### Daftar Tugas
**1.** Jawab pertanyaan berikut berdasarkan teks tentang onde-onde:
(a) Menurut teman dari Filipina, apa nama kue itu?
(b) Teman dari negara mana saja yang mengatakan bahwa mereka juga punya kue tradisional seperti itu?
(c) Siapa yang membawa kue ini dari Cina ke berbagai tempat?
**2.** Teruskan teks tentang onde-onde, mulai setelah kalimat terakhirnya.

Menurut teman Filipina yang menemaniku saat itu, kue itu namanya Butsi atau Buchi, dan sebenarnya merupakan makanan khas Cina. Temanku yang Cina membenarkan, walaupun aku lupa apa nama aslinya dalam bahasa Mandarin. Aku kemudian mencoba menyicipi dan memang benar rasanya adalah rasa onde-onde. Aku lebih kaget lagi ketika teman-temanku yang dari Vietnam dan Thailand kemudian berkata bahwa mereka punya kue tradisional seperti itu juga di negara mereka masing-masing.

Tentu saja itu membangkitkan rasa penasaranku. Tidak berapa lama setelah itu aku mencoba mencari tahu lebih lanjut tentang onde-onde. Menurut hasil penelitian singkatku ternyata onde-onde ini memang dikenal di berbagai negara di Asia Tenggara dengan nama yang berbeda-beda. Kue ini berasal dari Cina dan dibawa oleh para pedagang Cina ratusan tahun lalu ke berbagai tempat sembari melakukan aktivitas dagang mereka. Orang-orang di Asia Tenggara rupanya menyukai rasa kue ini dan kemudian mulai membuatnya sendiri. Tidak sulit tentunya untuk membuat onde-onde karena bahan bakunya dapat ditemui dengan mudah di iklim tropik Asia Tenggara. Popularitas onde-onde rupanya tidak pernah surut hingga kue ini terus bertahan selama ratusan tahun hingga sekarang. Dia telah bertahan sedemikian lamanya sehingga orang-orang telah menganggap kue ini sebagai makanan tradisional mereka. Aku pikir di Indonesia tidak ada satu pun orang yang akan melabeli onde-onde sebagai makanan Cina, karena telah begitu melekatnya onde-onde ke dalam kosakata makanan kita. Kebanyakan dari kita pasti akan melabeli onde-onde sebagai jajanan tradisional Indonesia.

### Bahan
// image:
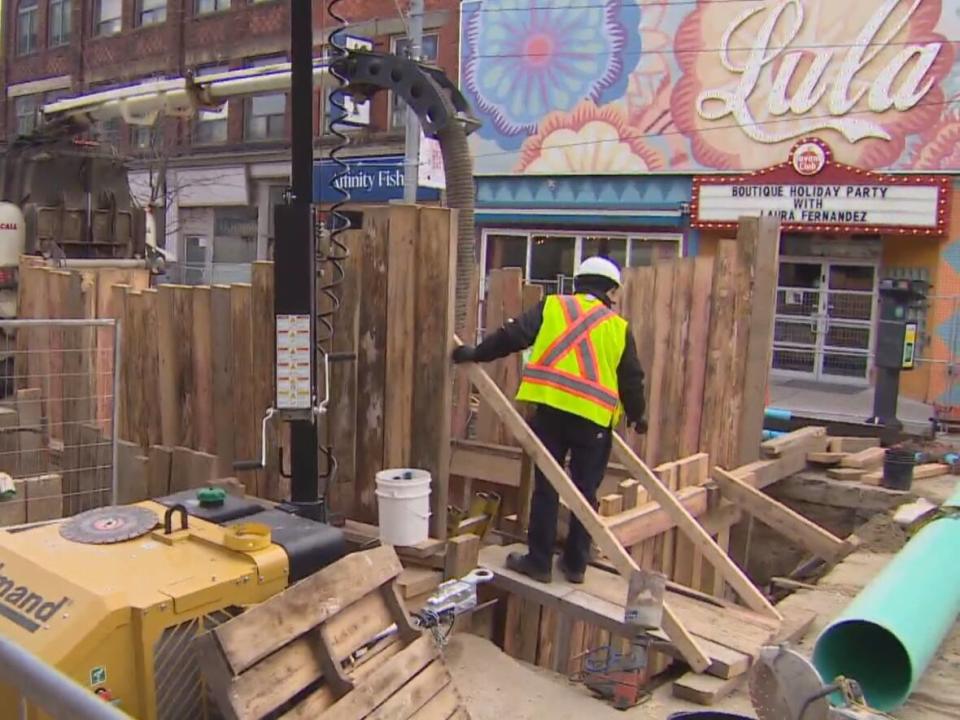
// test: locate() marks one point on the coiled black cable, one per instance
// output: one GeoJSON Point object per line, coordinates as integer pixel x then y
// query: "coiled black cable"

### Jawaban yang Diharapkan
**1.**
(a) Butsi atau Buchi.
(b) Vietnam dan Thailand.
(c) Para pedagang Cina, ratusan tahun lalu.

**2.**
Kisah onde-onde ini membawaku berpikir lebih jauh tentang kebudayaan. Kenapa tiba-tiba bicara tentang kebudayaan? Tentu saja karena makanan adalah bagian dari budaya. Onde-onde adalah representasi kebudayaan. Pergerakan dan penyebaran kebudayaan pembuatan onde-onde dengan demikian bisa menjelaskan banyak tentang bagaimana budaya tumbuh dan berkembang, dan bagaimana budaya-budaya yang berbeda bisa saling mempengaruhi satu sama lain.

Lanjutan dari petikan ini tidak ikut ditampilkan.